> _Set problem_:
Pull out every line in the records below that contains the string "cluster", treating uppercase and lowercase as different.

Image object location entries
________________________________________
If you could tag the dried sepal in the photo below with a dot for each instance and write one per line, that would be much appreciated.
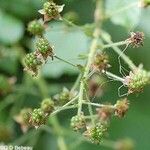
(78, 122)
(137, 80)
(136, 39)
(51, 11)
(32, 63)
(96, 133)
(100, 62)
(121, 107)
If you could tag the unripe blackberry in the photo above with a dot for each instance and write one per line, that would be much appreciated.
(78, 122)
(121, 107)
(44, 47)
(38, 117)
(35, 27)
(100, 62)
(96, 133)
(51, 9)
(105, 113)
(25, 115)
(47, 106)
(137, 80)
(32, 63)
(136, 39)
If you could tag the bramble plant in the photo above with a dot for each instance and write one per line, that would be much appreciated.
(92, 119)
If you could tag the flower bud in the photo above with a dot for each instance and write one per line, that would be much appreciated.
(47, 106)
(137, 80)
(44, 48)
(96, 133)
(78, 122)
(35, 27)
(121, 107)
(38, 118)
(32, 63)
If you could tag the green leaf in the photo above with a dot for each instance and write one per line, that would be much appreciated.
(11, 29)
(68, 44)
(124, 12)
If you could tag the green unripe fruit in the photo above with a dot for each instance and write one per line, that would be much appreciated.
(44, 47)
(51, 9)
(78, 122)
(35, 27)
(32, 63)
(25, 115)
(137, 80)
(38, 117)
(97, 132)
(47, 106)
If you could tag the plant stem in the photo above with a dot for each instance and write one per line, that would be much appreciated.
(61, 59)
(97, 105)
(115, 44)
(64, 106)
(115, 77)
(93, 48)
(126, 59)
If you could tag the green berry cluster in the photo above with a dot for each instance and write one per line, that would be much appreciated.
(100, 62)
(137, 80)
(78, 122)
(47, 106)
(32, 63)
(63, 97)
(51, 9)
(38, 117)
(35, 27)
(25, 115)
(5, 86)
(121, 107)
(96, 133)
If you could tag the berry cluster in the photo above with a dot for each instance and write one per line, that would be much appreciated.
(137, 80)
(100, 62)
(78, 122)
(36, 27)
(51, 11)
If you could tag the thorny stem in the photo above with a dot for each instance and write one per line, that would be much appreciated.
(64, 106)
(93, 49)
(126, 59)
(97, 105)
(115, 44)
(115, 77)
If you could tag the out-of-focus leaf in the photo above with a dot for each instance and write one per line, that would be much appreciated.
(11, 29)
(9, 59)
(123, 12)
(68, 44)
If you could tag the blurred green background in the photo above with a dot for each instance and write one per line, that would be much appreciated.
(24, 91)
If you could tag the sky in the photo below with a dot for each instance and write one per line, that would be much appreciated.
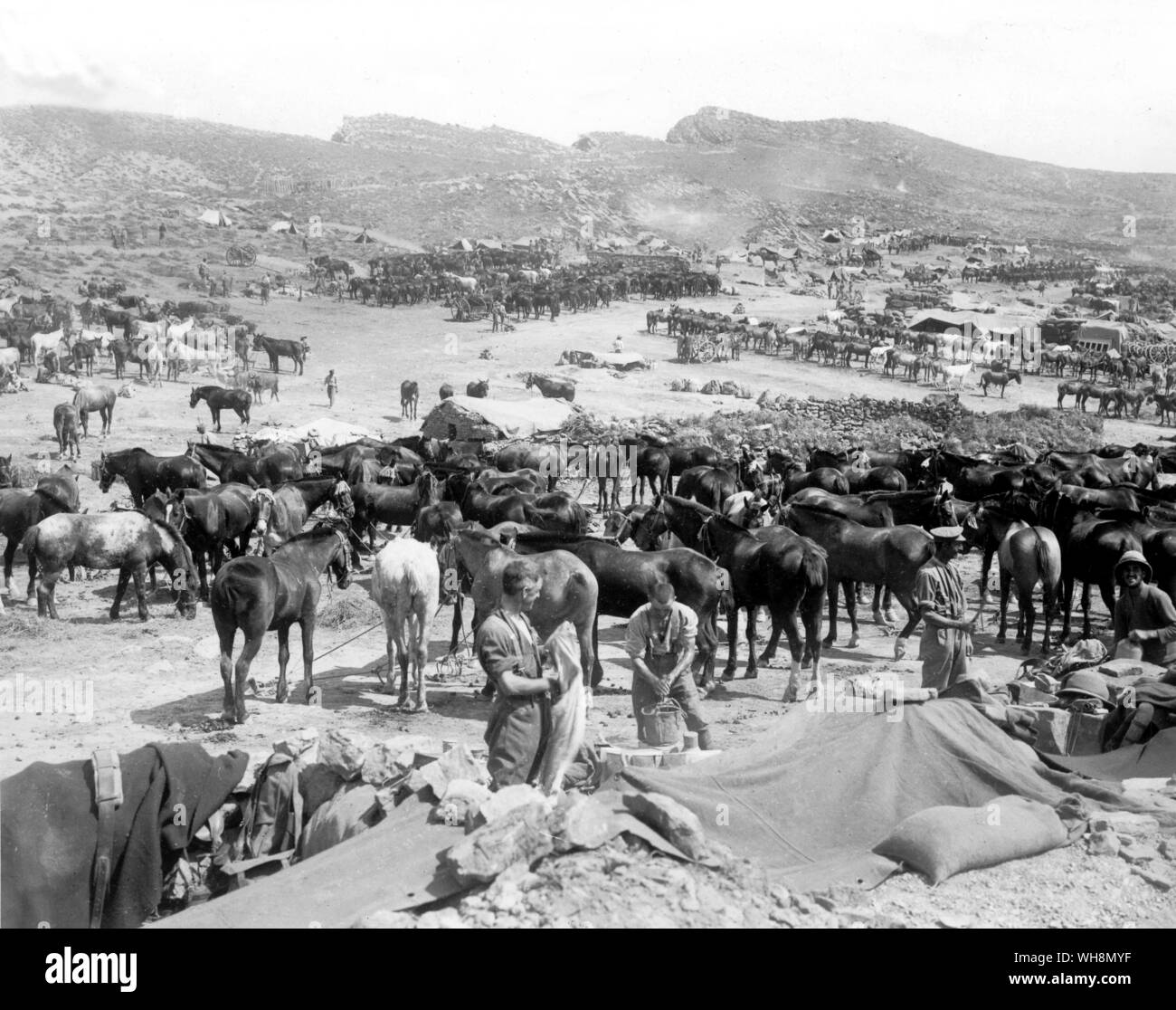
________________________________________
> _Solution to the problem_:
If you could tag the green berry cluster in the photo above with a dot for each instance and write one per line, that would be much appreciated.
If you could tag the berry cluster in the photo above with a dot for each instance and write one per line, that would be much appreciated.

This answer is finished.